## Exercise requirements
From the Hampton Coliseum article, return the passage from "The Grateful Dead" up to and including "city to handle.", copied word for word.

30 Year Anniversary of The Warlocks/Grateful Dead Hampton Shows: 50 Must Hear Dead Bust Outs

Nestled away in the Virginia Tidewater, among the Waffle House and rows of cheap motels, lies one of the most cherished and legendary concert venues east of the Mississippi: The Hampton Coliseum. Opened in 1968, this 14,000 seat arena has hosted a wide variety of events, from concerts by Elvis and The Rolling Stones to high school basketball games and local trade shows. Fifty years later, this legendary venue is till attracting throngs of fans to see modern-day acts such as Bassnectar, Phish and Dead & Company.

The Grateful Dead played their first show at the Coliseum in May of 1979 and would go on to perform at the iconic venue 21 times through 1992. The band and fans alike immediately developed an affinity for “The Mothership” and in 1984, they began something of a tradition by scheduling two nights at the venue during their Spring Tour. The band would then return to Hampton every spring for a multi-night run through 1988. However, by ’88, the band’s future at the Southeastern Virginia venue was beginning to appear in doubt. The massive influx of fans brought on by the 1987 release of the album In The Dark and it’s top 10 hit “Touch of Grey” was becoming too much for this city to handle.

## Material

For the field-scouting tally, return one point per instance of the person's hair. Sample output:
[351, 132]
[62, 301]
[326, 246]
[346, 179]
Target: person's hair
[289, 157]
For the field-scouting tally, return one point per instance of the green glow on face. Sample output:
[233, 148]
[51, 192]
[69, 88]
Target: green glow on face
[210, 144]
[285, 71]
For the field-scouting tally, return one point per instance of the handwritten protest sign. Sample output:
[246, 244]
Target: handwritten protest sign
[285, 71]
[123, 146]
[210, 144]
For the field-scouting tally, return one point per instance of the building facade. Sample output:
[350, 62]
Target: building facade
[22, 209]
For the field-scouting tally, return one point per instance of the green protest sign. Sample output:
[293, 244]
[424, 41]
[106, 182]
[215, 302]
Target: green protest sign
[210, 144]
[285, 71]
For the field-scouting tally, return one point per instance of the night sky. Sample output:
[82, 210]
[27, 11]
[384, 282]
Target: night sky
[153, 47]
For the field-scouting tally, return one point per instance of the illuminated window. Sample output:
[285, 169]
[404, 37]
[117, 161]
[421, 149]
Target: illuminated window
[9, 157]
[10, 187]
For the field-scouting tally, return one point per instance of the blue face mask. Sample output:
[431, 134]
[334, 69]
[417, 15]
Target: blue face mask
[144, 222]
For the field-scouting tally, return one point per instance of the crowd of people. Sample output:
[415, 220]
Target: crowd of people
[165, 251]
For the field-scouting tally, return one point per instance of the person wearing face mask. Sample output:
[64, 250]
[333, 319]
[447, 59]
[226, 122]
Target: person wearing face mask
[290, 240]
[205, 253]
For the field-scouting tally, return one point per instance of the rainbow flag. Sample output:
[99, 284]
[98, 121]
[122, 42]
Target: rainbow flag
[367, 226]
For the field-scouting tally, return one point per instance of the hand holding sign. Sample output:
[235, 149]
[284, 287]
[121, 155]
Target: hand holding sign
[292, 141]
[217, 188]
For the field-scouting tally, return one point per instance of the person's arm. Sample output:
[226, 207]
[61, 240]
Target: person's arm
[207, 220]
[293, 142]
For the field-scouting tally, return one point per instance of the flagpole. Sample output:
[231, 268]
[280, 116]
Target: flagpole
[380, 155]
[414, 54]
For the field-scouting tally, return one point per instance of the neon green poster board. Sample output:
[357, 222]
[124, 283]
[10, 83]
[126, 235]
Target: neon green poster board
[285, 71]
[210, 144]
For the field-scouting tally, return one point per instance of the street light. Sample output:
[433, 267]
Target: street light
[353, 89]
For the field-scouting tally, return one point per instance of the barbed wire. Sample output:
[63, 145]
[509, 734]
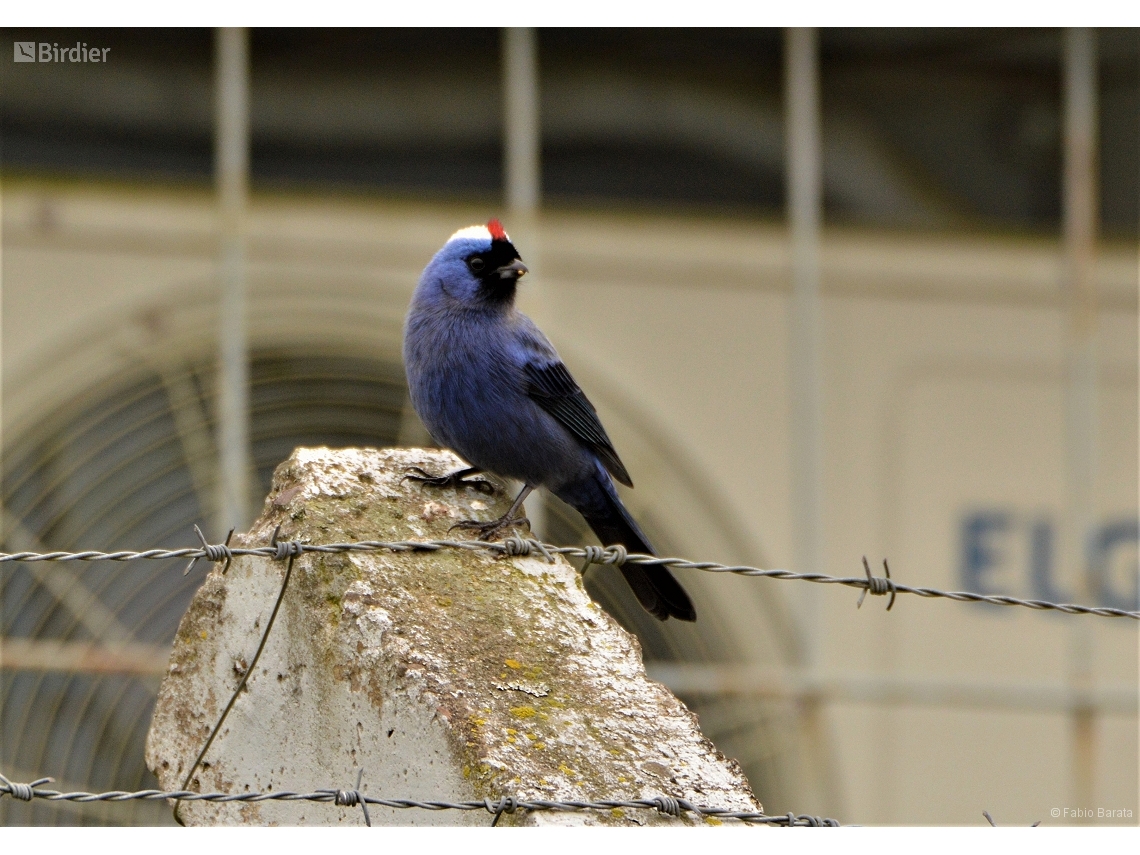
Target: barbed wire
[666, 805]
[612, 555]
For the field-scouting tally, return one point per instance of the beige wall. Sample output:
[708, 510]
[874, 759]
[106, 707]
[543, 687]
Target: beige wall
[944, 367]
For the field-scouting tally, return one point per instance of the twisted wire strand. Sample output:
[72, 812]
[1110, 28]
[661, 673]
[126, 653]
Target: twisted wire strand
[666, 805]
[613, 555]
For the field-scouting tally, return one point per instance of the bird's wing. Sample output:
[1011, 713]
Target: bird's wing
[551, 385]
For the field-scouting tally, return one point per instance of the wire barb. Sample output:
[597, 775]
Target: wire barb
[878, 585]
[211, 552]
[351, 798]
[506, 804]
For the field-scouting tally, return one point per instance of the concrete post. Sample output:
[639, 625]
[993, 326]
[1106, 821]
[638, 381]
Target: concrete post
[446, 676]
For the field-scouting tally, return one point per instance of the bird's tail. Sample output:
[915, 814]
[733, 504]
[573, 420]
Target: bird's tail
[656, 588]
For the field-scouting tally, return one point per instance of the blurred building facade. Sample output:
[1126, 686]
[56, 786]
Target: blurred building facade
[664, 275]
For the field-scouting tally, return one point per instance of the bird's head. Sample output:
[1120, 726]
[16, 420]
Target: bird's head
[478, 266]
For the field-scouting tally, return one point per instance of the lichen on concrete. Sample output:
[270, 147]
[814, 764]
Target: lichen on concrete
[445, 675]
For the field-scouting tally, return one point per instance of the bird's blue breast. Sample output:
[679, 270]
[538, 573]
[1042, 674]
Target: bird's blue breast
[466, 383]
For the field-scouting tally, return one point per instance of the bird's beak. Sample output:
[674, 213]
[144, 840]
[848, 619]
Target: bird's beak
[514, 270]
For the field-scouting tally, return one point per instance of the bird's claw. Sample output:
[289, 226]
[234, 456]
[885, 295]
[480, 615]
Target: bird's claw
[489, 530]
[456, 480]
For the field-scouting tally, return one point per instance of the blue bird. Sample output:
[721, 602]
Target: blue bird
[489, 385]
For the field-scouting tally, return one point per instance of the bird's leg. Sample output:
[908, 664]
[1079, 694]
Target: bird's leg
[490, 530]
[455, 479]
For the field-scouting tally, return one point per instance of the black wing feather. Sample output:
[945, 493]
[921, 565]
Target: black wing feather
[555, 391]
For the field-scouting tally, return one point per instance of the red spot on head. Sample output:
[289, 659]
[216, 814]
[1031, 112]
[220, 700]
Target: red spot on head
[496, 228]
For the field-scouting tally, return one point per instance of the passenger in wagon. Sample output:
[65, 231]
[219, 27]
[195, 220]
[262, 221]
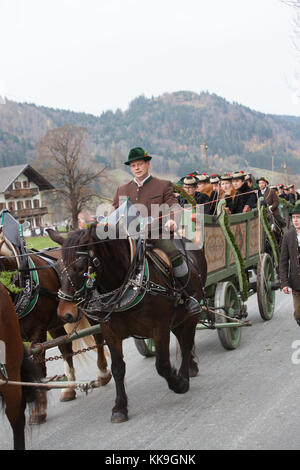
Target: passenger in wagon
[271, 199]
[243, 201]
[204, 185]
[227, 191]
[190, 186]
[215, 194]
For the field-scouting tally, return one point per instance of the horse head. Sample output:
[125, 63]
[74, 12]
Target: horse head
[75, 270]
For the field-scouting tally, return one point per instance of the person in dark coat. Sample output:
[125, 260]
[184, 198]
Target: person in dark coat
[153, 192]
[271, 199]
[242, 200]
[289, 267]
[215, 194]
[227, 191]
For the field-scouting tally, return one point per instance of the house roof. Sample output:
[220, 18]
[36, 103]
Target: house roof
[10, 173]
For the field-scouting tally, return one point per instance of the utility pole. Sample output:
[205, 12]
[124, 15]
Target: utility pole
[284, 166]
[205, 147]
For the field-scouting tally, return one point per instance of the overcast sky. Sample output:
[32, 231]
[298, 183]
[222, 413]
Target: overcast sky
[95, 55]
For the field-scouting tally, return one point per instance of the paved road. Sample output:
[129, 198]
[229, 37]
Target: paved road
[242, 399]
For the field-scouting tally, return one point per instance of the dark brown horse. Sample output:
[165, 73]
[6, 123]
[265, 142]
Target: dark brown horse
[43, 318]
[154, 317]
[18, 368]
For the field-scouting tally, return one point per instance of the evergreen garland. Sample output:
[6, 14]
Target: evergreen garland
[241, 266]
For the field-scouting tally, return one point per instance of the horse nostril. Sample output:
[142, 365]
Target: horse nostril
[68, 318]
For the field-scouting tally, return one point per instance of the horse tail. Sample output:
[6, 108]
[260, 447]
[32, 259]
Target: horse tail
[87, 341]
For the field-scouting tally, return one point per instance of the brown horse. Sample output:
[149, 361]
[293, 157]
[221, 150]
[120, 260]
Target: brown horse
[43, 318]
[154, 317]
[18, 368]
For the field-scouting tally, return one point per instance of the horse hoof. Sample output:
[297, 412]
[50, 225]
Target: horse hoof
[193, 370]
[119, 417]
[67, 395]
[37, 419]
[104, 380]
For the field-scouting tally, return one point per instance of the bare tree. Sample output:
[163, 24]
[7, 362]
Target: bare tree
[63, 156]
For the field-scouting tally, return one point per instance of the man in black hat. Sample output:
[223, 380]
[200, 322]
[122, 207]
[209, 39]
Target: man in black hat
[289, 267]
[271, 199]
[147, 190]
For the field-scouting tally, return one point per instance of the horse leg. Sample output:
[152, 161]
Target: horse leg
[67, 394]
[118, 368]
[104, 373]
[185, 334]
[176, 382]
[38, 414]
[15, 412]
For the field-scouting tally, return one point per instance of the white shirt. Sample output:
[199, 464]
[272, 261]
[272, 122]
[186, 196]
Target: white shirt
[142, 183]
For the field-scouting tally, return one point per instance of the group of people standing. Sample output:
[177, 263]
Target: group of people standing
[238, 189]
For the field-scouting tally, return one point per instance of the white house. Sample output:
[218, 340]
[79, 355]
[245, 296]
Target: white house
[21, 187]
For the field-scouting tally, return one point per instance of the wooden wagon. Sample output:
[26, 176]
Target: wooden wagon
[238, 267]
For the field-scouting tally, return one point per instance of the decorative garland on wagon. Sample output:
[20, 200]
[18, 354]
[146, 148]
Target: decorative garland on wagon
[271, 236]
[6, 280]
[225, 226]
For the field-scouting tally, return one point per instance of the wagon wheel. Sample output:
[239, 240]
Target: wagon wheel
[226, 296]
[265, 294]
[145, 346]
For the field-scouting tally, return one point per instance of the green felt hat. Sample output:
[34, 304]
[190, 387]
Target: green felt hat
[296, 209]
[137, 153]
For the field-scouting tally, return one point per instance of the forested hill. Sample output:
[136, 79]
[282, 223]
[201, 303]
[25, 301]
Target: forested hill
[172, 127]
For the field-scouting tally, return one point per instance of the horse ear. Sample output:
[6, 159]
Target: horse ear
[92, 232]
[55, 236]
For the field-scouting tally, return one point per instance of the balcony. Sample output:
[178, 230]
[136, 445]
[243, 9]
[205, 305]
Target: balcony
[21, 193]
[34, 212]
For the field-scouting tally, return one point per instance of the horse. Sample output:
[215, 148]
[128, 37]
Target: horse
[16, 367]
[106, 264]
[42, 318]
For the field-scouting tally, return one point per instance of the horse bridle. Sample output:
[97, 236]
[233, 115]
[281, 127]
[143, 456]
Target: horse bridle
[80, 295]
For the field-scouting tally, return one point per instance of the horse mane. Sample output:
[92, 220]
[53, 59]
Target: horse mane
[74, 240]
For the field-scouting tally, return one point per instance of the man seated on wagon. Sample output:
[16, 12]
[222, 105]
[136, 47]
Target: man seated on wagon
[190, 186]
[227, 191]
[243, 200]
[215, 194]
[271, 199]
[281, 192]
[203, 185]
[146, 190]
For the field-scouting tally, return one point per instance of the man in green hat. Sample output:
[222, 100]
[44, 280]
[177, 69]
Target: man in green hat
[289, 268]
[147, 190]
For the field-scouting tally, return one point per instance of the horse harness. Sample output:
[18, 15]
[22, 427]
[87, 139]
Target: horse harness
[132, 291]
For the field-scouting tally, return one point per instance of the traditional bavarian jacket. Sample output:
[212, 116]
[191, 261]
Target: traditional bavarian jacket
[289, 268]
[271, 199]
[153, 191]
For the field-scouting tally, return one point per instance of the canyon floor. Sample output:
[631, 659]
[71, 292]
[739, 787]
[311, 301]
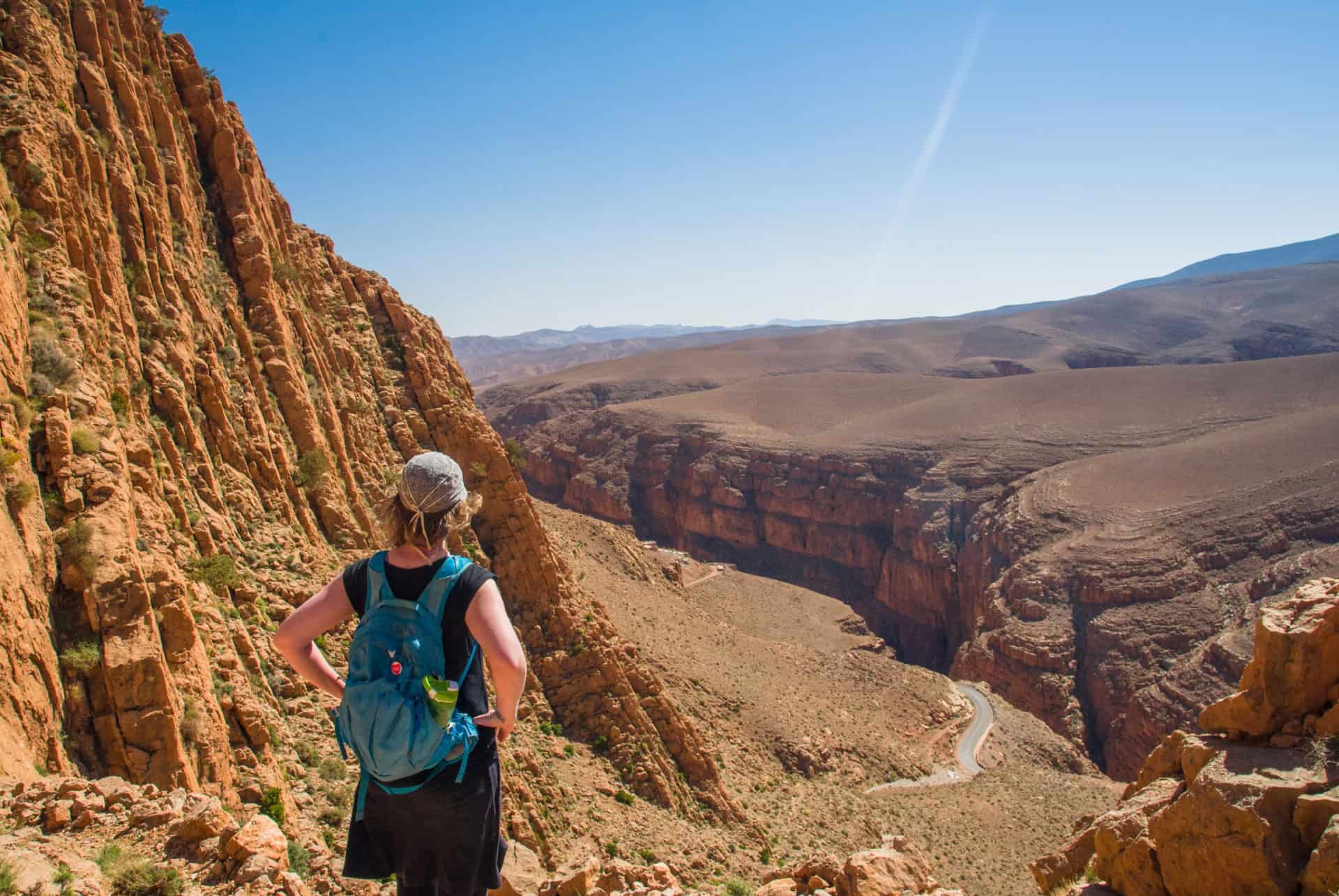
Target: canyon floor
[785, 681]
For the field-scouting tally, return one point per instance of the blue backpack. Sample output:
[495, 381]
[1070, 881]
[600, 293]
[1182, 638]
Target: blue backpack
[385, 717]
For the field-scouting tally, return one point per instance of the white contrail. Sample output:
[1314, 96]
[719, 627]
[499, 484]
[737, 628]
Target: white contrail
[930, 149]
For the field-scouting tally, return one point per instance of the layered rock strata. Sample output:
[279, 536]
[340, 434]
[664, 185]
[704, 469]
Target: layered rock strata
[202, 405]
[1250, 808]
[1096, 561]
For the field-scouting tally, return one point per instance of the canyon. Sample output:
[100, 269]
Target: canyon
[202, 405]
[1075, 504]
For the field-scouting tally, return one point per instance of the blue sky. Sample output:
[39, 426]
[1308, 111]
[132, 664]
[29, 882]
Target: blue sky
[520, 165]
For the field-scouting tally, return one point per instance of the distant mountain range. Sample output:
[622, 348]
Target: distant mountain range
[586, 334]
[1285, 256]
[490, 360]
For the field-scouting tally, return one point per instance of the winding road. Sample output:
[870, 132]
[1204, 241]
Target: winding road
[975, 736]
[969, 746]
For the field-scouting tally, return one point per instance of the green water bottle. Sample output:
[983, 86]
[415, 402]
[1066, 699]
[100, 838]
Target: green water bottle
[441, 698]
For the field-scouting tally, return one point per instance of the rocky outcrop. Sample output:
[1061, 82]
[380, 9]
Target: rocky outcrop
[896, 867]
[1246, 810]
[1010, 548]
[202, 405]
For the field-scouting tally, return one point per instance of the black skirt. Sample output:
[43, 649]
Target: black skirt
[444, 833]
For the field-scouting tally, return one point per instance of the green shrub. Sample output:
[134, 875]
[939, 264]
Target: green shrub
[84, 441]
[82, 658]
[78, 548]
[109, 858]
[135, 876]
[119, 402]
[515, 453]
[307, 753]
[22, 410]
[272, 804]
[218, 571]
[299, 859]
[312, 468]
[333, 769]
[192, 722]
[20, 493]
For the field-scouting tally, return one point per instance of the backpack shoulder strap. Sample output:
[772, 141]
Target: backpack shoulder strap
[433, 600]
[378, 589]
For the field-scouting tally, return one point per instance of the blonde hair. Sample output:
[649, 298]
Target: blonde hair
[402, 528]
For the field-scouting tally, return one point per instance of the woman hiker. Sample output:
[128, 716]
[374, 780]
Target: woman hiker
[438, 829]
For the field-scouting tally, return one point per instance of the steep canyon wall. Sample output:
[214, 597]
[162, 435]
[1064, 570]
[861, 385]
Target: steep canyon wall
[1112, 621]
[204, 404]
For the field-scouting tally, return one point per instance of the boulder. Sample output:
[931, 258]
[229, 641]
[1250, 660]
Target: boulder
[259, 848]
[1232, 830]
[521, 872]
[778, 887]
[1069, 863]
[1295, 663]
[1125, 853]
[877, 872]
[1312, 814]
[1322, 874]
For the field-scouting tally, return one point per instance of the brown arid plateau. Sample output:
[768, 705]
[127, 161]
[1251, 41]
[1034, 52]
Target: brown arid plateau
[1250, 807]
[1090, 532]
[204, 402]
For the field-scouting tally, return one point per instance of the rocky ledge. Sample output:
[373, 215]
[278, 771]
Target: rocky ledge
[1250, 808]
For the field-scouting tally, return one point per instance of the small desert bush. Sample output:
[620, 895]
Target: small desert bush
[333, 769]
[307, 752]
[299, 859]
[84, 441]
[515, 453]
[82, 658]
[192, 722]
[272, 804]
[20, 493]
[312, 468]
[218, 571]
[50, 359]
[22, 410]
[119, 404]
[141, 878]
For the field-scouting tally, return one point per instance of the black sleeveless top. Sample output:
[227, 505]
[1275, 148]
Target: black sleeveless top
[445, 836]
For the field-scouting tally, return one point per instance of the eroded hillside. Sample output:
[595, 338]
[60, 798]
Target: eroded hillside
[204, 402]
[1093, 542]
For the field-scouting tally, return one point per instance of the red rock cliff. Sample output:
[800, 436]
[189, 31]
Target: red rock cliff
[204, 404]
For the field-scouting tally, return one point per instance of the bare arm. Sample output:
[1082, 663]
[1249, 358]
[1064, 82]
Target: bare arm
[296, 638]
[487, 622]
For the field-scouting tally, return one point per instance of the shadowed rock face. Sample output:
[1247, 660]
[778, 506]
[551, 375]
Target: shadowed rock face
[1251, 807]
[1091, 542]
[192, 374]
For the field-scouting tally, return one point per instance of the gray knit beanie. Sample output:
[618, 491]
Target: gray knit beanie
[432, 483]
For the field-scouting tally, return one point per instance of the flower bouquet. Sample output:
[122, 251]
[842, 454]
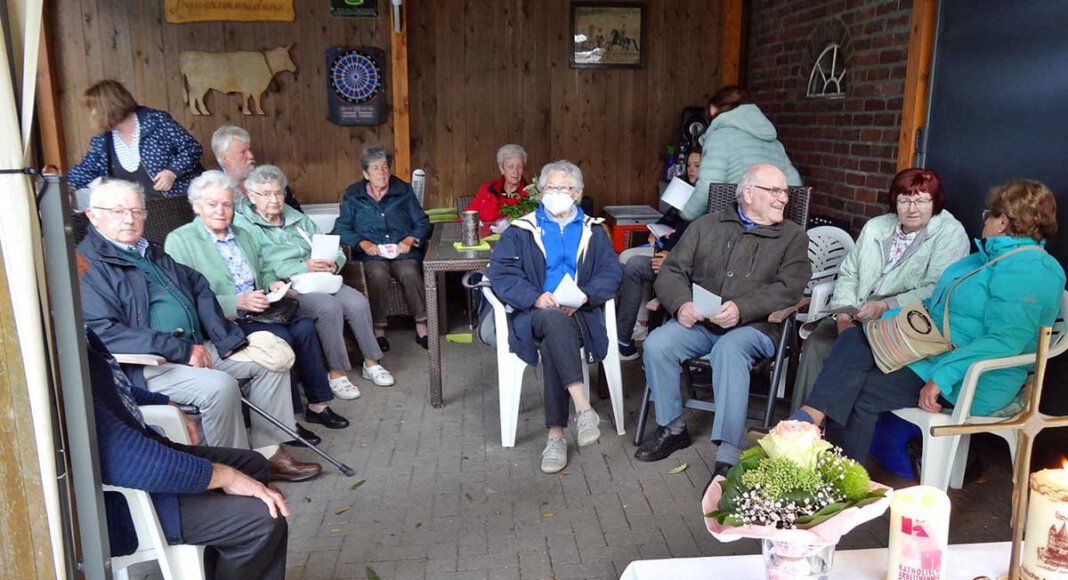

## Finished exercise
The Grateful Dead played their first show at the Coliseum in May of 1979 and would go on to perform at the iconic venue 21 times through 1992. The band and fans alike immediately developed an affinity for “The Mothership” and in 1984, they began something of a tradition by scheduling two nights at the venue during their Spring Tour. The band would then return to Hampton every spring for a multi-night run through 1988. However, by ’88, the band’s future at the Southeastern Virginia venue was beginning to appear in doubt. The massive influx of fans brought on by the 1987 release of the album In The Dark and it’s top 10 hit “Touch of Grey” was becoming too much for this city to handle.